*** Text provided Section Begins ***

The local institutional Ethics Committee approved this protocol that sequentially included children (aged 0 to 12 years old) with congenital or developmental unilateral and bilateral cataract.
Eyes with horizontal corneal diameters smaller than 10 mm, persistent fetal vasculature, or other ocular anomalies were excluded.
Children with congenital cataracts diagnosed during the first weeks of life were operated on between the 5th and 6th weeks of life, and in bilateral cataracts, the second eye was operated within 1 to 2 weeks after the first eye, if not on the same day.
After anesthesia, keratometry (K) (Retinomax K-plus 2®, Righton, Tokyo, Japan), tonometry (Tono-Pen XL®, Reichert® Technologies, Buffalo, USA), immersion ultrasound biometry, and pachymetry (OcuScan RxP®, Alcon, Fortworth, USA) were performed. Deuring the surgery, if possible, a single-piece hydrophobic acrylic intraocular lens (IOL) was implanted (Alcon AcrySof® IQ, Alcon, Fortworth) in the bag, and the power as adjusted to minimize myopia in adulthood(6). The posterior capsule is opened, and an anterior vitrectomy is performed via pars plana/plicata after IOL implantation.
In children younger than 1 year, an examination under anesthesia was scheduled every 3 months during the first year of life. In children older than 1 year, the examination was scheduled every 6 months.

*** Text provided Section Ends ***

## Problem set:
A: In the cataract surgery protocol, how often were children older than 1 year scheduled for examination?
B: List every measurement the cataract surgery protocol says was performed after anesthesia.

*** Exercise data Section Begins ***

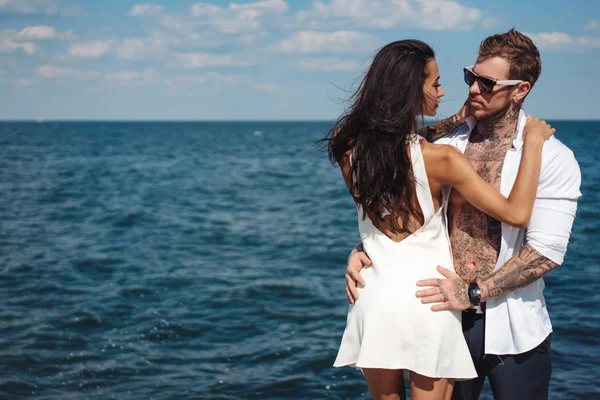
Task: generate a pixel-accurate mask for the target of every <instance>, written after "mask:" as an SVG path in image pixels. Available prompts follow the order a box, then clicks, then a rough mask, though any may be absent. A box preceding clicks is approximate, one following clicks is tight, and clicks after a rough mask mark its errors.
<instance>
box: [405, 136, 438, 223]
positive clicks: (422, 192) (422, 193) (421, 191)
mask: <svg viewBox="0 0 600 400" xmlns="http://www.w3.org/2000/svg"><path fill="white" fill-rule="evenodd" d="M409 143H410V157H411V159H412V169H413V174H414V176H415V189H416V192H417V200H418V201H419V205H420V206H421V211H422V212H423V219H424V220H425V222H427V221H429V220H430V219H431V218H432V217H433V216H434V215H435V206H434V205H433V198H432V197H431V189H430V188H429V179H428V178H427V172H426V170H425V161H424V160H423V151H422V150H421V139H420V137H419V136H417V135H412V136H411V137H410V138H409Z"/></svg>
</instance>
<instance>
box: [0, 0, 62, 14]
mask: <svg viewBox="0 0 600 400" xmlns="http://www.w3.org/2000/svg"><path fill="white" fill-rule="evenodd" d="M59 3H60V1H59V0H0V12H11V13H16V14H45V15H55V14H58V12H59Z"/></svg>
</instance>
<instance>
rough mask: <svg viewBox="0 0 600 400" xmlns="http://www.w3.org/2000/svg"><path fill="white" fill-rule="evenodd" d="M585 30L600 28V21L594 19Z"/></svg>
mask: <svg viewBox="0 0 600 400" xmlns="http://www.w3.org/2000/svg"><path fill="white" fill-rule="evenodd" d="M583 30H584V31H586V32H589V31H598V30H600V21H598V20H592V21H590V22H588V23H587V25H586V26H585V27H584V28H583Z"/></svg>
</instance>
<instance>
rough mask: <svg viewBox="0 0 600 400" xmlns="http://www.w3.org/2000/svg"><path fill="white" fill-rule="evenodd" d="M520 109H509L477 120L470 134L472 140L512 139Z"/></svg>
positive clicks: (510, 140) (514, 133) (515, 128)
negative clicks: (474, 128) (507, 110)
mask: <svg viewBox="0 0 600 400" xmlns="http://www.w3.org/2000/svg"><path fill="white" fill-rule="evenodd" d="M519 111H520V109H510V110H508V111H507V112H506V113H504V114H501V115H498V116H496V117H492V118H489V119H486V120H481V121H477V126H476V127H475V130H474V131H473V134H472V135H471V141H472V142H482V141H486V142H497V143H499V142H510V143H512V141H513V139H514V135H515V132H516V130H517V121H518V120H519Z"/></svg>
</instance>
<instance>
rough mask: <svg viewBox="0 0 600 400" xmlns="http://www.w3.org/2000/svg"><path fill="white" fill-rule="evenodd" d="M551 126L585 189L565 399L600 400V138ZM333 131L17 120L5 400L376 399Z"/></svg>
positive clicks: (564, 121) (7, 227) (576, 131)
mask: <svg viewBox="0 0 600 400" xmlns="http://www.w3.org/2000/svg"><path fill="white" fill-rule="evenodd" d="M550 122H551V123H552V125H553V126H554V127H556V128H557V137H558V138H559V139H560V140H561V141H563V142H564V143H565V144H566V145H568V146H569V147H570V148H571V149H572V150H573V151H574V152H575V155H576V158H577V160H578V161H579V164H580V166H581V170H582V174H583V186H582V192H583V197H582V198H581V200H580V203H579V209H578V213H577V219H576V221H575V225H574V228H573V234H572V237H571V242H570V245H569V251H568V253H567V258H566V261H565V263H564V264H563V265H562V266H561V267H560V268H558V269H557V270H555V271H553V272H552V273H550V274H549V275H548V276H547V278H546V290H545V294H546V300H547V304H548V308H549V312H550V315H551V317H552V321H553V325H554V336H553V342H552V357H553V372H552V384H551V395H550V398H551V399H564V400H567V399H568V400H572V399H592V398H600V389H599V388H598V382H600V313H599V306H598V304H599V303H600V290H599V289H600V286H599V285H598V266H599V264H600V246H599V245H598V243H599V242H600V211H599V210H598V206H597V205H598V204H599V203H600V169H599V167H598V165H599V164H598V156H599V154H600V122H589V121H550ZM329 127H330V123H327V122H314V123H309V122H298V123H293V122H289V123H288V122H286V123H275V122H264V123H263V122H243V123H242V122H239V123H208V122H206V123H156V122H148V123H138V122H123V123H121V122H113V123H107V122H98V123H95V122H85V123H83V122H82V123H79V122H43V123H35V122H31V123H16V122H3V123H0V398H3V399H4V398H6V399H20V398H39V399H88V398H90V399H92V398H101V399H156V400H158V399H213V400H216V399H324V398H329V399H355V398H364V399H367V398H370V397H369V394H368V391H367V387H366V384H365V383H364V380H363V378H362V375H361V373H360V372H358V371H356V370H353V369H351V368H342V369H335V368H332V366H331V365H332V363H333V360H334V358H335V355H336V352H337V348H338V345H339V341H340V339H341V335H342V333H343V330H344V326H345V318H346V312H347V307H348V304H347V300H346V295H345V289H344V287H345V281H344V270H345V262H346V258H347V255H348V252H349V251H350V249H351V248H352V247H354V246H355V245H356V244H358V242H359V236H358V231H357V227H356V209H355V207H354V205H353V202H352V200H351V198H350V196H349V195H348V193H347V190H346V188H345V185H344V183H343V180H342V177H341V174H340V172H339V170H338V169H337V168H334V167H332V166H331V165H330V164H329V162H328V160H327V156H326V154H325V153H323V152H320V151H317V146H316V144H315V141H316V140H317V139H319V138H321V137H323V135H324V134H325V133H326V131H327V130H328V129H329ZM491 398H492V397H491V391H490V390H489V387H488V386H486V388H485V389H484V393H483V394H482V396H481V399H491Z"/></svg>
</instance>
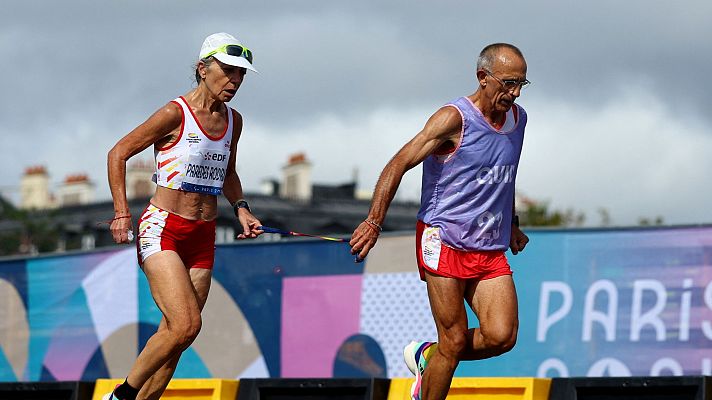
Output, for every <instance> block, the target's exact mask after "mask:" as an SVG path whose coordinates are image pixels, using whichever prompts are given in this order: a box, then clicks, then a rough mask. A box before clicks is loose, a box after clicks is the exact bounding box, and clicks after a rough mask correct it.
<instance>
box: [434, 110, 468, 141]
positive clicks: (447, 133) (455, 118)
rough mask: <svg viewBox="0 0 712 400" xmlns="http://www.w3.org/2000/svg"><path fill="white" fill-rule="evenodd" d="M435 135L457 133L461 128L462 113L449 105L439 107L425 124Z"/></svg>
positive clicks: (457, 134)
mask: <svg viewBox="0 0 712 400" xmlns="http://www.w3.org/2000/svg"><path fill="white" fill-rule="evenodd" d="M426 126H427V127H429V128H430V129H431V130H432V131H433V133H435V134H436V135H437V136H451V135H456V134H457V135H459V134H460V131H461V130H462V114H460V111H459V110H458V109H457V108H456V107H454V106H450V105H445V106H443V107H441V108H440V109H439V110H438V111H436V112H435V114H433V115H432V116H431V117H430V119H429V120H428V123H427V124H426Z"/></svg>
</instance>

*** Exercise data Section Ends ***

## Task-by-task answers:
A: Every 6 months.

B: Keratometry, tonometry, immersion ultrasound biometry, and pachymetry.